● Série d'exercices
**a)** Recopiez un passage de l'article : commencez aux mots contenant « Les relations entre » et arrêtez-vous après « annexes de l'UMP. ».
**b)** Selon l'article, à quelle émission la chaîne LCI aurait-elle mis fin à sa collaboration avec Le Monde ?

● Article
21 mai 2007

Point presse

Les relations entre notre nouveau Leader Numéro One et la presse font déjà beaucoup de bruit, et c'est tant mieux. J'ai déjà parlé de l'episode de Cecilia l'abstentioniste, qui sera emblématique de la situation, car il a permis une narration où l'Argent (joué par Arnaud Lagardère) décroche vraiment son téléphone.

Un autre épisode, qui a fait un moins de bruit est raconté par Rue89. Selon cette information, la chaîne LCI (c'est-à-dire TF1) aurait annulé sa collaboration avec Le Monde sur l'émission, Le Monde des idées, à cause d'un papier dans le journal rapportant les propos anonyme d'un sarkozyste quittant les studios d'Europe 1 :

'Je file à LCI', lance dans les couloirs l'un des invités. 'Je fais les deux annexes de l'UMP.

● Section des données
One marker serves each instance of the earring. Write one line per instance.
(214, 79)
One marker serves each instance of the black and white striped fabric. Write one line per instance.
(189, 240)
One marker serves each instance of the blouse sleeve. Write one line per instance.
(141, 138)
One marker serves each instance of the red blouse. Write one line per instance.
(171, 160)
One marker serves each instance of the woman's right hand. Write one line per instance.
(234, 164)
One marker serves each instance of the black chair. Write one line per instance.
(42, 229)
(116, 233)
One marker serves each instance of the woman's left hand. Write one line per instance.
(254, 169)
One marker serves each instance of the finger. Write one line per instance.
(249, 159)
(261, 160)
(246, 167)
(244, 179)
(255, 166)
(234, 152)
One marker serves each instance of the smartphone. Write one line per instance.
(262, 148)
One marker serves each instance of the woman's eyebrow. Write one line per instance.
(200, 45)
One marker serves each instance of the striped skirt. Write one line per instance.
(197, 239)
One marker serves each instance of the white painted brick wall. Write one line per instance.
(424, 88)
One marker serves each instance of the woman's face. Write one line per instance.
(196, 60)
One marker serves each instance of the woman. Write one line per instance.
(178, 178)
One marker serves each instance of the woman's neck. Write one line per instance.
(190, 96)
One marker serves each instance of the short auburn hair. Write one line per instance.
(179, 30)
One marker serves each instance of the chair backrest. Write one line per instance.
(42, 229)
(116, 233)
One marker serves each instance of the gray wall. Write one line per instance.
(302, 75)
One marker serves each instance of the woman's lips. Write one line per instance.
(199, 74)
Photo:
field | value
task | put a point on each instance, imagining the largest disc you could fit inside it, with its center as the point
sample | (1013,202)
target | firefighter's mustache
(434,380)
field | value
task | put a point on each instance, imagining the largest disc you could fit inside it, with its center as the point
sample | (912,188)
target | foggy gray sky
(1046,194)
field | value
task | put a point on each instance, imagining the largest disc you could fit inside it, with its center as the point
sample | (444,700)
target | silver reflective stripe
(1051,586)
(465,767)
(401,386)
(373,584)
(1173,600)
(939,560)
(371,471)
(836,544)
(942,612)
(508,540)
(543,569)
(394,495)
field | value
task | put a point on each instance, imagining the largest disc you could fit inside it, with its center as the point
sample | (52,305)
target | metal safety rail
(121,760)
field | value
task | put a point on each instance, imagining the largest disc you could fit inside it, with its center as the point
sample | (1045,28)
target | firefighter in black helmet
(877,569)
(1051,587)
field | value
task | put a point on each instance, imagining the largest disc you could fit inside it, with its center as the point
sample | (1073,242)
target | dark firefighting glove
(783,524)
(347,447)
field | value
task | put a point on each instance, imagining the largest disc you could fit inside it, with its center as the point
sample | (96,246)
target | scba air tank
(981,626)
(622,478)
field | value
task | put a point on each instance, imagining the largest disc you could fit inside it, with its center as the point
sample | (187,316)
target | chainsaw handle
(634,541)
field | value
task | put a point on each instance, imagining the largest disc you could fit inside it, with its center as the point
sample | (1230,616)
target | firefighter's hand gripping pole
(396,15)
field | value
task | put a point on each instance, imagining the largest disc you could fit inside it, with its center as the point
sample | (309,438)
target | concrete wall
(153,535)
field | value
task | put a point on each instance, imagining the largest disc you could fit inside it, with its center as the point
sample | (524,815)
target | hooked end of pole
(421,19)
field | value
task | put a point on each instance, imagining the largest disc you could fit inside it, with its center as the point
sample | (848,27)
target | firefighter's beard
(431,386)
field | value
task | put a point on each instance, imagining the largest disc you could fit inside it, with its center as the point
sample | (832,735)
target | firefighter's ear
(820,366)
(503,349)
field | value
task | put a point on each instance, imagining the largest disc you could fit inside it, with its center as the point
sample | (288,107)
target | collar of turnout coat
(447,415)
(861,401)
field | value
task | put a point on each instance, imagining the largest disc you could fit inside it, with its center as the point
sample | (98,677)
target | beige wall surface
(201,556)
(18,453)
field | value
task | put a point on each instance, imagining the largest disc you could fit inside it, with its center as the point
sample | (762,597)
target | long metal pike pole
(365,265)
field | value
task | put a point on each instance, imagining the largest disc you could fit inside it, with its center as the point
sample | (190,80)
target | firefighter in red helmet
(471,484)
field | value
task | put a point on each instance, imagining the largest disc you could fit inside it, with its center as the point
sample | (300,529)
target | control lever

● Résultats finaux
**a)**
Les relations entre notre nouveau Leader Numéro One et la presse font déjà beaucoup de bruit, et c'est tant mieux. J'ai déjà parlé de l'episode de Cecilia l'abstentioniste, qui sera emblématique de la situation, car il a permis une narration où l'Argent (joué par Arnaud Lagardère) décroche vraiment son téléphone.

Un autre épisode, qui a fait un moins de bruit est raconté par Rue89. Selon cette information, la chaîne LCI (c'est-à-dire TF1) aurait annulé sa collaboration avec Le Monde sur l'émission, Le Monde des idées, à cause d'un papier dans le journal rapportant les propos anonyme d'un sarkozyste quittant les studios d'Europe 1 :

'Je file à LCI', lance dans les couloirs l'un des invités. 'Je fais les deux annexes de l'UMP.

**b)** Le Monde des idées.